• [Source records]
━━━━━━━━━━━━━━━━━━━━━━━━━━━━━━

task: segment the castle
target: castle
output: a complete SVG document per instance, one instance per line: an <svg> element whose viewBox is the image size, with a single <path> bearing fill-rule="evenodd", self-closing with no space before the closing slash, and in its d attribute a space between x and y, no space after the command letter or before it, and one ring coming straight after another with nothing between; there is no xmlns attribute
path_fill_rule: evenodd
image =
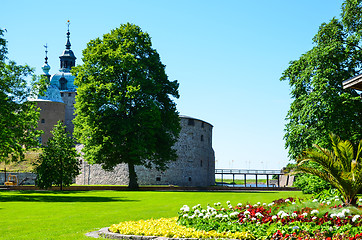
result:
<svg viewBox="0 0 362 240"><path fill-rule="evenodd" d="M46 46L45 46L46 47ZM50 131L60 120L70 134L73 134L74 104L77 86L70 70L75 66L76 57L71 50L69 22L65 50L60 55L60 70L50 75L47 49L45 63L42 66L44 75L49 79L45 96L35 101L40 108L38 129L43 130L41 144L46 144L51 137ZM212 149L213 126L205 121L187 116L180 116L181 132L174 148L178 159L168 164L166 171L147 169L136 166L140 185L179 185L210 186L215 183L215 155ZM81 151L82 145L76 146ZM127 185L128 168L126 164L117 165L113 171L104 171L99 164L90 165L80 159L81 174L76 178L79 185Z"/></svg>

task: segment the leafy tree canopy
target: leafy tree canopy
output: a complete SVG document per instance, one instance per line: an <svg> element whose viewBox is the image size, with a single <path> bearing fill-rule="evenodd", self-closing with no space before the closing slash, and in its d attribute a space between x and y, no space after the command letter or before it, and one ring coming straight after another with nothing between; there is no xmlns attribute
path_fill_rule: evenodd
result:
<svg viewBox="0 0 362 240"><path fill-rule="evenodd" d="M177 81L151 46L150 36L127 23L83 50L83 65L74 67L75 136L84 144L90 163L106 170L119 163L129 167L129 187L137 188L135 165L165 169L177 158L180 120Z"/></svg>
<svg viewBox="0 0 362 240"><path fill-rule="evenodd" d="M329 133L356 142L362 139L362 102L342 82L361 73L361 0L346 0L341 20L323 23L314 47L290 62L281 80L289 82L293 102L284 139L291 159L312 144L330 147Z"/></svg>
<svg viewBox="0 0 362 240"><path fill-rule="evenodd" d="M72 184L79 174L78 153L61 121L58 121L51 133L53 137L43 148L34 170L37 174L36 185L47 189L54 184L63 190L63 186Z"/></svg>
<svg viewBox="0 0 362 240"><path fill-rule="evenodd" d="M33 77L29 66L8 61L4 30L0 28L0 162L21 160L28 147L38 145L39 112L28 97L33 93L26 78ZM40 86L40 85L39 85Z"/></svg>

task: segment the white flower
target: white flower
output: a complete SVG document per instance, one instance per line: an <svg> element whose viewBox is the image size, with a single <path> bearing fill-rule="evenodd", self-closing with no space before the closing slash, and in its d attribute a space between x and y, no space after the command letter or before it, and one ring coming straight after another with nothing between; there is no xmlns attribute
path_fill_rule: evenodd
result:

━━━━━━━━━━━━━━━━━━━━━━━━━━━━━━

• [EXERCISE INSTRUCTIONS]
Each line with the word "white" in the records above belongs in the result; copy all of them.

• [EXERCISE ANSWER]
task: segment the white flower
target: white flower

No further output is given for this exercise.